*Stored rows:*
==============================
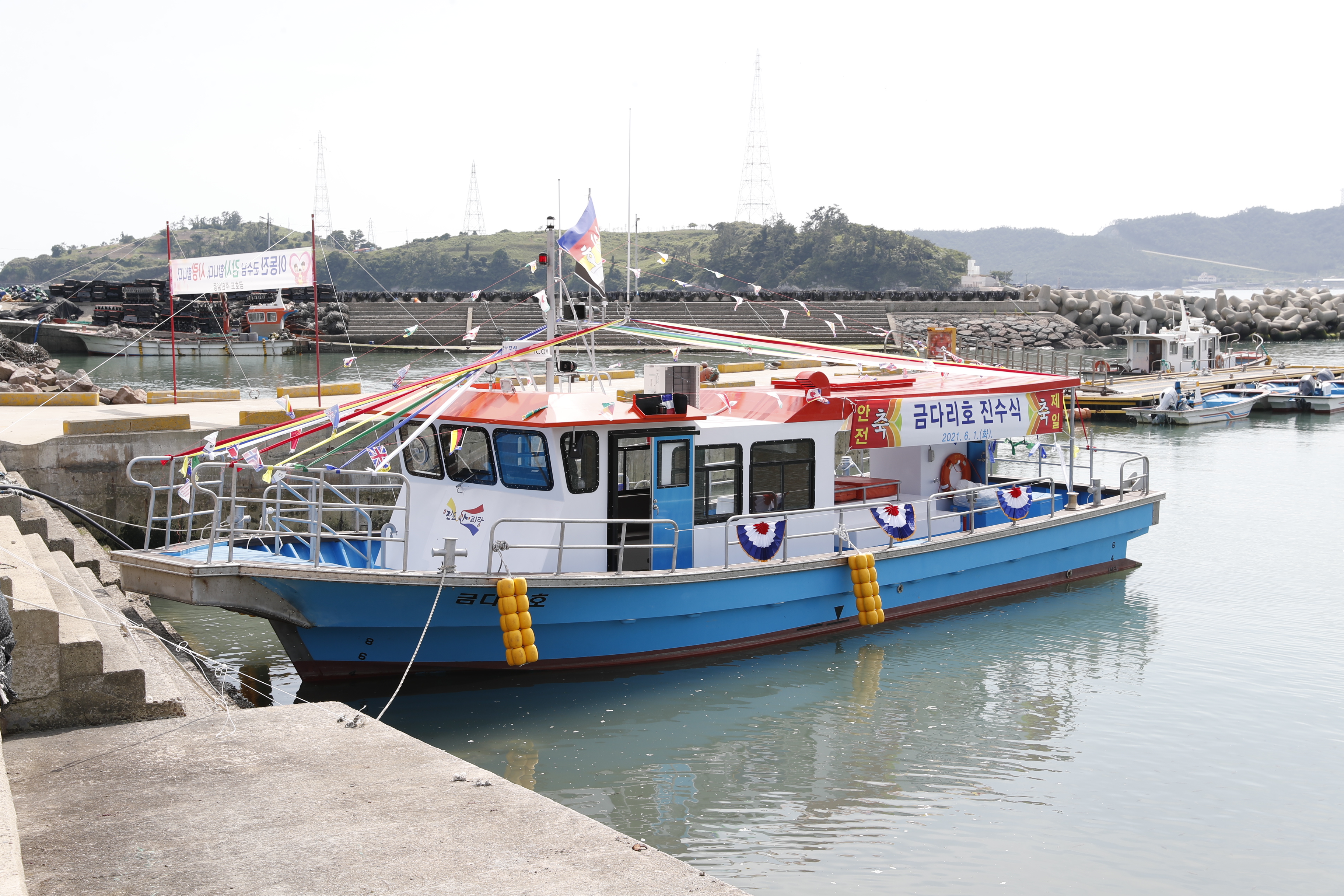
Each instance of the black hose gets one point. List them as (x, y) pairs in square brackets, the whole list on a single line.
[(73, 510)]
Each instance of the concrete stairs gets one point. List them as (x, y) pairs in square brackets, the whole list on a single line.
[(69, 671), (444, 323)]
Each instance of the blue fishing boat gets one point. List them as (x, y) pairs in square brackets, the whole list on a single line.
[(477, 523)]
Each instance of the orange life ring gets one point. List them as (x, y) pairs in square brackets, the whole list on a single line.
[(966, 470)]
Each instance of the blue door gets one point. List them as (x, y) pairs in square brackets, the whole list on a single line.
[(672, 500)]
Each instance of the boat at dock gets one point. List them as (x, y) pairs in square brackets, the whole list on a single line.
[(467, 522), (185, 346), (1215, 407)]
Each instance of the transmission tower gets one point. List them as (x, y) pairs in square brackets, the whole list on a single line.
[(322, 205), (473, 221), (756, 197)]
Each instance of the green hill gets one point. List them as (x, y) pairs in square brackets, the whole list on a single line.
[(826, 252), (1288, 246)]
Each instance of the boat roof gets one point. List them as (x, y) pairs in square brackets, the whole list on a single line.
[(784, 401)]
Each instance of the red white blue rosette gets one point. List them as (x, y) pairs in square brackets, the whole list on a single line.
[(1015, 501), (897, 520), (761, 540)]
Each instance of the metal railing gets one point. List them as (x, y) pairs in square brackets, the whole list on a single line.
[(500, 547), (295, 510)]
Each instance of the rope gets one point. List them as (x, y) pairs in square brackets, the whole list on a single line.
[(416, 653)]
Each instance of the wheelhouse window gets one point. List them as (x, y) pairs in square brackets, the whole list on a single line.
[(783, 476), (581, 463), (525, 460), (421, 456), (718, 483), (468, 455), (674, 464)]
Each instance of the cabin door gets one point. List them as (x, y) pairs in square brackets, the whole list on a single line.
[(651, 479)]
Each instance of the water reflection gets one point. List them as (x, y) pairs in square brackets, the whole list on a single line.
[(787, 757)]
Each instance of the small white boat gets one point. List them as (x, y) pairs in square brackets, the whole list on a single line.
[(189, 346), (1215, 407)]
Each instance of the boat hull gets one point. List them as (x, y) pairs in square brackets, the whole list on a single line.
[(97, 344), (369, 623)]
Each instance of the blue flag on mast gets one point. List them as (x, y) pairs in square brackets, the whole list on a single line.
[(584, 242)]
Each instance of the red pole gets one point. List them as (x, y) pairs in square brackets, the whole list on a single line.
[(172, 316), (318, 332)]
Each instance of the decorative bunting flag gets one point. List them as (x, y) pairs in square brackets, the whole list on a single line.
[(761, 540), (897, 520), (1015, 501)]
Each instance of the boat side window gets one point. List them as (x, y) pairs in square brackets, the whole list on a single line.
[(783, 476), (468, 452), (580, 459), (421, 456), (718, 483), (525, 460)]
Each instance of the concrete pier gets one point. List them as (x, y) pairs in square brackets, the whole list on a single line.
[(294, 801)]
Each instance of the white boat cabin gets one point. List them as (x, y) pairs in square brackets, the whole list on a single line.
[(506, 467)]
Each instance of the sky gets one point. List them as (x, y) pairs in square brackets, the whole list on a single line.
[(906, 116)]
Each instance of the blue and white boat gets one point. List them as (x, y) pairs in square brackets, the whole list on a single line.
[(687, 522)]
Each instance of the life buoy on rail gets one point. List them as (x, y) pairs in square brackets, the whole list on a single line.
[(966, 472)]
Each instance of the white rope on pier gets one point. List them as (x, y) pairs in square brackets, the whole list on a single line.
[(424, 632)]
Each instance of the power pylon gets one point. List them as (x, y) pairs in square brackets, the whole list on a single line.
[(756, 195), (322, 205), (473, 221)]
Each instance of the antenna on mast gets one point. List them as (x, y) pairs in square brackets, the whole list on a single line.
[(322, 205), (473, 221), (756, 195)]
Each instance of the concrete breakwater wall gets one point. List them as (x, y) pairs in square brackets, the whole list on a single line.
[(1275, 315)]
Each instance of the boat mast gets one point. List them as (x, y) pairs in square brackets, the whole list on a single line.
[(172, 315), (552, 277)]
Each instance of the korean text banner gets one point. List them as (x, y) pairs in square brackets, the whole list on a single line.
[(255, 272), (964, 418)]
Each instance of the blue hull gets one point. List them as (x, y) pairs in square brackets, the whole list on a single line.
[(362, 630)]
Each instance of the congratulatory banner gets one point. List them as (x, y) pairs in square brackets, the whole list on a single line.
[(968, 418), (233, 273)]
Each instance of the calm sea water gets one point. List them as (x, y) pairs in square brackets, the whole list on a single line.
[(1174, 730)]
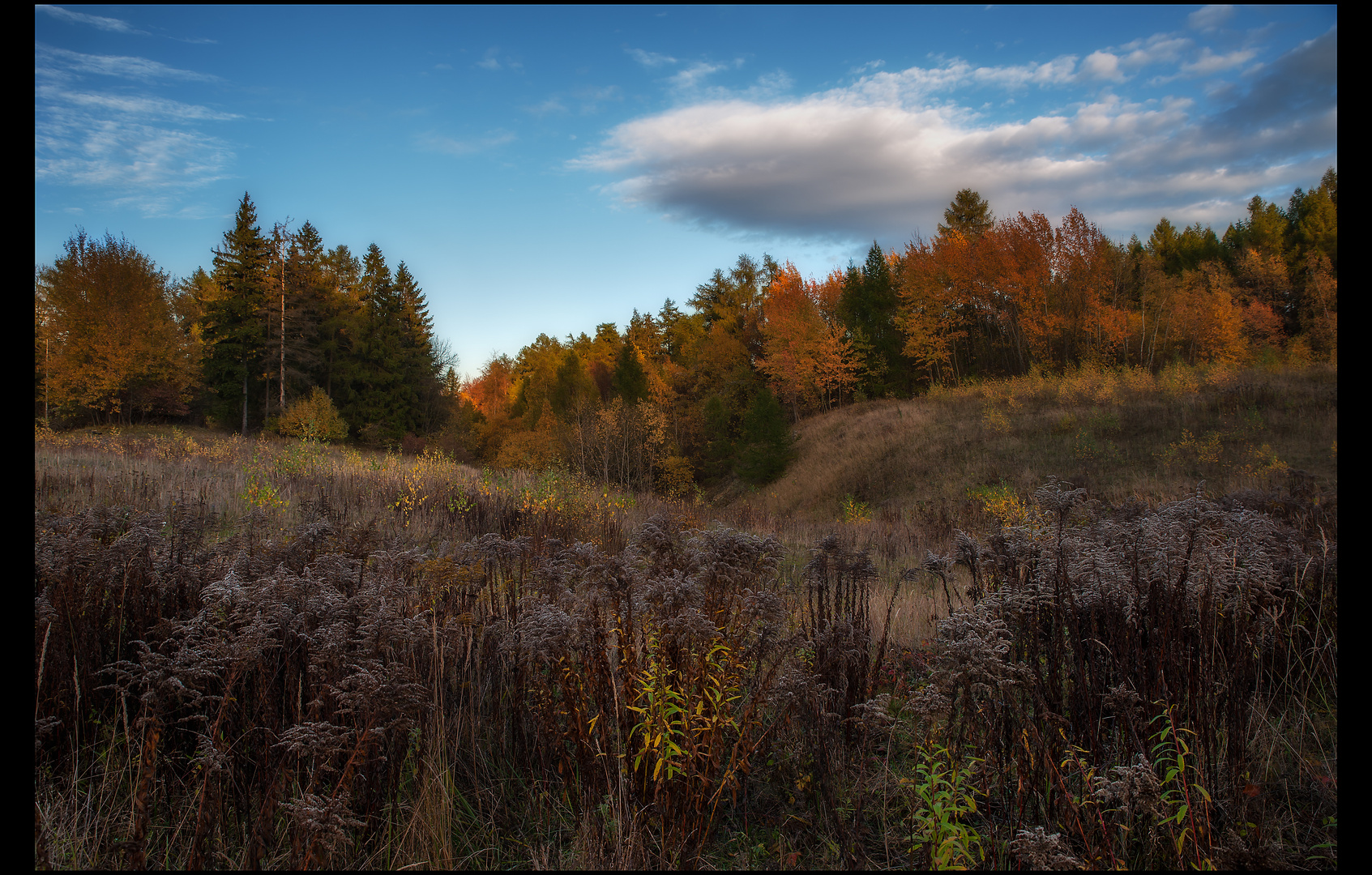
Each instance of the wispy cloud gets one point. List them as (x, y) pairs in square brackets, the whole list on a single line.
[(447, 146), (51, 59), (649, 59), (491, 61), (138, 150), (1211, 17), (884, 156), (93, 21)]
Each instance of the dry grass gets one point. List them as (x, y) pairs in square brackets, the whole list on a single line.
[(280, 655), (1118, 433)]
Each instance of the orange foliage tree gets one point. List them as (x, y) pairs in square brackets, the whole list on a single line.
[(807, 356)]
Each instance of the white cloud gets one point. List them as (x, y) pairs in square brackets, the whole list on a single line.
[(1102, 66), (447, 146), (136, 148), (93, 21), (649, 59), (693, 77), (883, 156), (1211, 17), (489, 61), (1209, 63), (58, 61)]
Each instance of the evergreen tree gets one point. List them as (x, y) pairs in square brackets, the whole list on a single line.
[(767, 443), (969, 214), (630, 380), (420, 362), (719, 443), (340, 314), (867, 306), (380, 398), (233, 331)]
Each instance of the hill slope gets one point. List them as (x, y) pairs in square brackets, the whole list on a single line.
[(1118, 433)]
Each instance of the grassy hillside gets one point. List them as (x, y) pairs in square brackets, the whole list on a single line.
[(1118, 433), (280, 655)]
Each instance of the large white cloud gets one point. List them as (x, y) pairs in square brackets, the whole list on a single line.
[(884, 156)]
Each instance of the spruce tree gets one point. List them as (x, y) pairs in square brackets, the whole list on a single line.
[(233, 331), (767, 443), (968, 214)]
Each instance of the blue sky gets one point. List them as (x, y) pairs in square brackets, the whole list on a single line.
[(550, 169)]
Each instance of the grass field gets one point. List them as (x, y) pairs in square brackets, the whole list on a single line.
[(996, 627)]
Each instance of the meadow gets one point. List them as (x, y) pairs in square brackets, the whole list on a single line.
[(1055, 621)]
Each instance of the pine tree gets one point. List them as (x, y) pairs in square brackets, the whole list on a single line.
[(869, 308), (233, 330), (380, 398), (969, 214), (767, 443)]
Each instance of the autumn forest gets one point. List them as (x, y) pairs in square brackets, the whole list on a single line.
==============================
*Required task:* Rewrite the stretch of the records from the line containing "Each instance of the boat side" through the line containing "[(966, 472)]" as a numbered list, both of those lines included and blank lines omitted.

*Answer for this exercise:*
1. Each instance of the boat side window gets one point. List them as (x, y) pairs in square brackets, the whole list on a single line.
2. [(783, 476), (468, 452), (580, 459), (421, 456), (718, 483), (525, 460)]
3. Each instance of the concrete pier gets one point. List them as (x, y) pairs in square brackets, the whole list on a single line.
4. [(294, 801)]
5. Each instance of the white boat cabin gets one point. List them as (x, y) pairs in square brackets, the whole list on a single line.
6. [(506, 467)]
7. Each instance of the sky gets one point. List them as (x, y) pairs in square brackets, the whole list on a single line.
8. [(906, 116)]
9. Each instance of the blue and white boat gets one point. List them as (x, y) pairs in square brackets, the whole list on a single line.
10. [(687, 522)]
11. Each instance of the life buoy on rail gets one point. List them as (x, y) pairs in square brackets, the whole list on a single line.
12. [(966, 472)]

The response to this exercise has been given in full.